__Dataset records__.
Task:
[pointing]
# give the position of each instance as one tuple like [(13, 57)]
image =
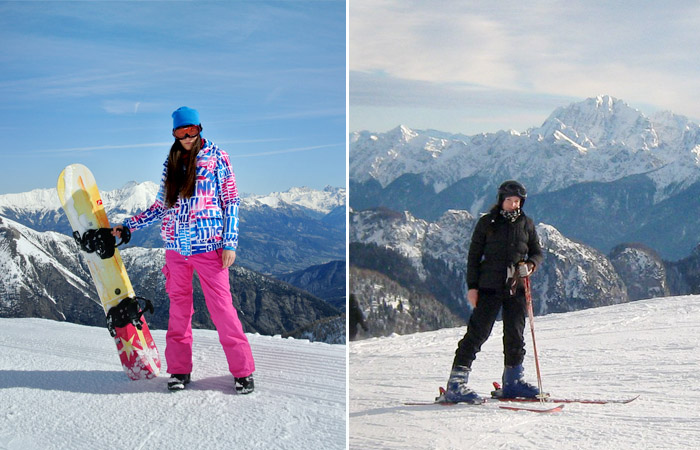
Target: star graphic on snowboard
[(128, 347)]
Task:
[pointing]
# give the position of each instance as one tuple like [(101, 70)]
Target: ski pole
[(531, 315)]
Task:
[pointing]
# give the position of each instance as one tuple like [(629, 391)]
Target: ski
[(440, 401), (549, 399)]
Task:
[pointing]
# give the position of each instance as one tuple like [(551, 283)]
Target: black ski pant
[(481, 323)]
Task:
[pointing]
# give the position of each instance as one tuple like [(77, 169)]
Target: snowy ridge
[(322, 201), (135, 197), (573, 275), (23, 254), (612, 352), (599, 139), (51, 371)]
...
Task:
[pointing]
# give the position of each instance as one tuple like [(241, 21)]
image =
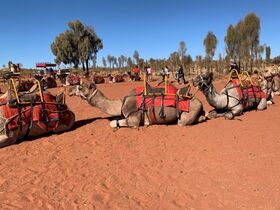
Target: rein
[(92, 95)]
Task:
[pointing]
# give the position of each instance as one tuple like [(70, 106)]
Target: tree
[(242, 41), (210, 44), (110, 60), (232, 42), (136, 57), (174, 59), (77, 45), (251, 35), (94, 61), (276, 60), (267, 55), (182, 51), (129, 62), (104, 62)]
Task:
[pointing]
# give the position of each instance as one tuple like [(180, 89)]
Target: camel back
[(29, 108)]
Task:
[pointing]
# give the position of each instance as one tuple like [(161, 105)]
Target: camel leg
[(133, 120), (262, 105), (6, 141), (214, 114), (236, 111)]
==
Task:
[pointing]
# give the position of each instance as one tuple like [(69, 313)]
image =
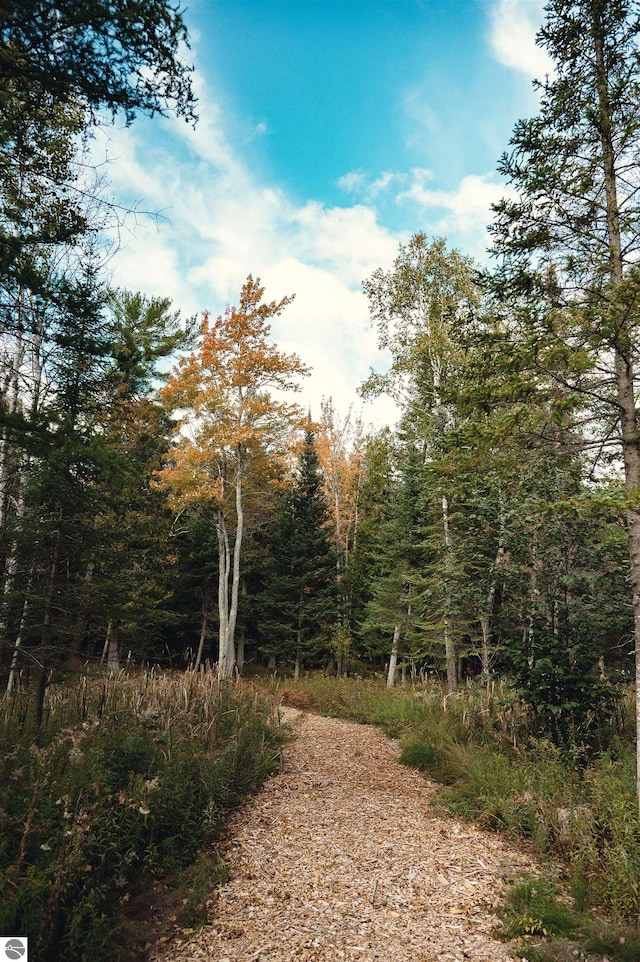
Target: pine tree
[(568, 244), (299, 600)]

__What is required__.
Identify every line in the items above that contains the string "Target", and reproduce each such line in full. Matching is case-sensitive.

__Output for this exercise__.
Target: star graphic on snowboard
Target: ski pole
Target: ski
Target: black ski pant
Target: snowy ridge
Target: rein
Target: tree
Target: camel back
Target: camel leg
Target: pine tree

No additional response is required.